Word for word, write out all of the data below.
========
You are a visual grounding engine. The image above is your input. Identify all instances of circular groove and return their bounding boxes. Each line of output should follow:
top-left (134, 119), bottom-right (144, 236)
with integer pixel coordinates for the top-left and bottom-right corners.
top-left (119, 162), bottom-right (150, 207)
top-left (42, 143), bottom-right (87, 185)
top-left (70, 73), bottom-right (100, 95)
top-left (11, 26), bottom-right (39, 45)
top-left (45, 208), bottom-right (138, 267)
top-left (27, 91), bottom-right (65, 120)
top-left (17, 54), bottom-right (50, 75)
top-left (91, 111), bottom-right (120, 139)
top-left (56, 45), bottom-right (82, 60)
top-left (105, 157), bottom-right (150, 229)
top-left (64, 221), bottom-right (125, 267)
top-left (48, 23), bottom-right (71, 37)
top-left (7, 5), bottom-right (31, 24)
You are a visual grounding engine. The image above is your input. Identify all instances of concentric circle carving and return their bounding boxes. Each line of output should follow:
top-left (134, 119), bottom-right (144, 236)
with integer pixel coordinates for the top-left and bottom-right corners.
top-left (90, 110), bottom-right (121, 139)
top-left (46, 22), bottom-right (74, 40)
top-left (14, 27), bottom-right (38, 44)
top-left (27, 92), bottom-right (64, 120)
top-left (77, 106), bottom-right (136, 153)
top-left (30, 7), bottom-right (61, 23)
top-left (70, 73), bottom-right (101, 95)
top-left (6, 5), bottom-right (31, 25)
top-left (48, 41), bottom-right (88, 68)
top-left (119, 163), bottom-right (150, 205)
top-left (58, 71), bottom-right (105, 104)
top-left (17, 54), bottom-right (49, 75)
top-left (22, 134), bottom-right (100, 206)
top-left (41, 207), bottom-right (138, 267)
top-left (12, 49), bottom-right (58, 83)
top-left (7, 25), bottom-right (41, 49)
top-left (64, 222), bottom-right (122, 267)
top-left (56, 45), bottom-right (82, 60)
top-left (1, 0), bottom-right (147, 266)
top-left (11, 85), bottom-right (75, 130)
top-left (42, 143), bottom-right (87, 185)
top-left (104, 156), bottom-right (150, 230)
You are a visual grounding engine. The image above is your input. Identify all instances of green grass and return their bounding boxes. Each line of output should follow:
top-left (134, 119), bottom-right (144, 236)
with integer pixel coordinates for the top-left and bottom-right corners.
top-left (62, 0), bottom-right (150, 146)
========
* _Exercise answer_
You are a visual grounding engine. The image above is your input. Identify all instances of circular groove and return their bounding boxes. Each line of output should follow:
top-left (134, 119), bottom-right (144, 236)
with integer pixel coordinates for the top-left and bottom-right corners.
top-left (119, 162), bottom-right (150, 207)
top-left (42, 143), bottom-right (87, 185)
top-left (70, 73), bottom-right (100, 95)
top-left (11, 26), bottom-right (39, 45)
top-left (45, 208), bottom-right (138, 267)
top-left (27, 91), bottom-right (65, 120)
top-left (17, 54), bottom-right (50, 75)
top-left (91, 111), bottom-right (120, 139)
top-left (56, 45), bottom-right (82, 60)
top-left (105, 157), bottom-right (150, 229)
top-left (64, 221), bottom-right (125, 267)
top-left (48, 23), bottom-right (71, 37)
top-left (7, 5), bottom-right (31, 24)
You are a visual grounding engine. The image above is your input. Identify all instances of concentric circle carving and return their bounding boxes. Each line of output should follow:
top-left (134, 119), bottom-right (144, 236)
with integer pixel coordinates for the top-left and bottom-right corners.
top-left (90, 110), bottom-right (121, 139)
top-left (46, 22), bottom-right (74, 40)
top-left (14, 27), bottom-right (38, 44)
top-left (27, 92), bottom-right (64, 120)
top-left (77, 106), bottom-right (136, 153)
top-left (30, 7), bottom-right (61, 23)
top-left (70, 73), bottom-right (101, 95)
top-left (6, 5), bottom-right (31, 25)
top-left (48, 41), bottom-right (88, 68)
top-left (119, 163), bottom-right (150, 205)
top-left (58, 71), bottom-right (105, 104)
top-left (17, 54), bottom-right (49, 75)
top-left (22, 134), bottom-right (100, 206)
top-left (41, 207), bottom-right (138, 267)
top-left (12, 49), bottom-right (58, 83)
top-left (7, 25), bottom-right (41, 49)
top-left (64, 222), bottom-right (122, 267)
top-left (56, 45), bottom-right (82, 60)
top-left (1, 0), bottom-right (147, 266)
top-left (11, 85), bottom-right (75, 130)
top-left (42, 143), bottom-right (87, 185)
top-left (104, 156), bottom-right (150, 230)
You are a visual grounding engine. The image above is your input. Identify all instances of green grass and return their bounding boxes. Each line of output should follow:
top-left (134, 119), bottom-right (144, 236)
with integer pixel coordinates for the top-left and bottom-right corners.
top-left (62, 0), bottom-right (150, 146)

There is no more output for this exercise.